▶ [Task statement]
Copy each line of the material below verbatim, omitting the pictures.

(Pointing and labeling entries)

※ ※ ※

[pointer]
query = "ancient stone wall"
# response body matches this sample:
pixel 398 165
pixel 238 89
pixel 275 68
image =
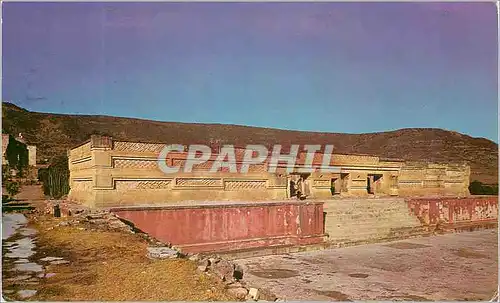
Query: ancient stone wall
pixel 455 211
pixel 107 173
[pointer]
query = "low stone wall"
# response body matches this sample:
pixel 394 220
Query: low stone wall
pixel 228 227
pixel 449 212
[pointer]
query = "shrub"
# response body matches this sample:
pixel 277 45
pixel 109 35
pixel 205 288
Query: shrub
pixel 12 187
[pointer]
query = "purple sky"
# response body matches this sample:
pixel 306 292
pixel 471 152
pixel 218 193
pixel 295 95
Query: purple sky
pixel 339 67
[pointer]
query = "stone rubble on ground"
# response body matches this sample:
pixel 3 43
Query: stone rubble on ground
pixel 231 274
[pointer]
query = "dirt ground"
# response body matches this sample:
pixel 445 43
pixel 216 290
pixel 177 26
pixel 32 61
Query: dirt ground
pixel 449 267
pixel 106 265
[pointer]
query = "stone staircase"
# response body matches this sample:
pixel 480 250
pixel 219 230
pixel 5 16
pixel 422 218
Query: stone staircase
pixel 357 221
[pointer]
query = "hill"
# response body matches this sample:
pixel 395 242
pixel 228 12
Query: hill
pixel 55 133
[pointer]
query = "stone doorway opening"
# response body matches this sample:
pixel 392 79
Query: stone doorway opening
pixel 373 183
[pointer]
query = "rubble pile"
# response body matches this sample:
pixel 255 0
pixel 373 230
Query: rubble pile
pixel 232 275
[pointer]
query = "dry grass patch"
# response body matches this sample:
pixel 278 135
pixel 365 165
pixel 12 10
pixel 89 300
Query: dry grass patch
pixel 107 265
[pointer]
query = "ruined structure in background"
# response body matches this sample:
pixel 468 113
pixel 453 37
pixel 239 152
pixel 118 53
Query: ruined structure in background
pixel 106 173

※ ※ ※

▶ [Task response]
[pointer]
query = "ancient stone wall"
# response body matches this sample:
pixel 398 165
pixel 238 89
pixel 275 68
image =
Query: ancient stone wall
pixel 455 211
pixel 107 173
[pointer]
query = "low stone wall"
# response body matches this sample:
pixel 394 220
Query: low stone wall
pixel 228 227
pixel 449 212
[pointer]
query = "shrub"
# response body matches this sample:
pixel 277 45
pixel 109 35
pixel 205 288
Query: shrub
pixel 12 187
[pointer]
query = "purple sky"
# response body matches this sample:
pixel 306 292
pixel 471 152
pixel 218 193
pixel 295 95
Query: purple sky
pixel 339 67
[pointer]
query = "stone rubble on ground"
# response body matches this sample:
pixel 3 43
Query: stone rubble on ground
pixel 231 274
[pointer]
query = "dirt ground"
# response body matches this sample:
pixel 445 43
pixel 216 290
pixel 177 26
pixel 32 61
Query: dirt ground
pixel 449 267
pixel 106 265
[pointer]
query = "stone staircase"
# response body matches this sample:
pixel 480 250
pixel 219 230
pixel 5 16
pixel 422 218
Query: stone staircase
pixel 357 221
[pointer]
query = "hill"
# response body matches this sample:
pixel 395 242
pixel 228 12
Query: hill
pixel 55 133
[pointer]
query = "stone doorway opening"
# response body matches this sample:
pixel 392 79
Query: stone doorway opening
pixel 373 183
[pointer]
query = "rubble pile"
# response body matches this sample:
pixel 255 0
pixel 373 230
Query: rubble pile
pixel 232 275
[pointer]
query = "dry grass patch"
# response body matches this sample:
pixel 278 135
pixel 365 165
pixel 12 10
pixel 89 300
Query: dry grass patch
pixel 107 265
[pointer]
query = "ruined structure in background"
# response body matches this sample:
pixel 468 113
pixel 453 37
pixel 239 152
pixel 118 53
Query: ruined structure in background
pixel 106 173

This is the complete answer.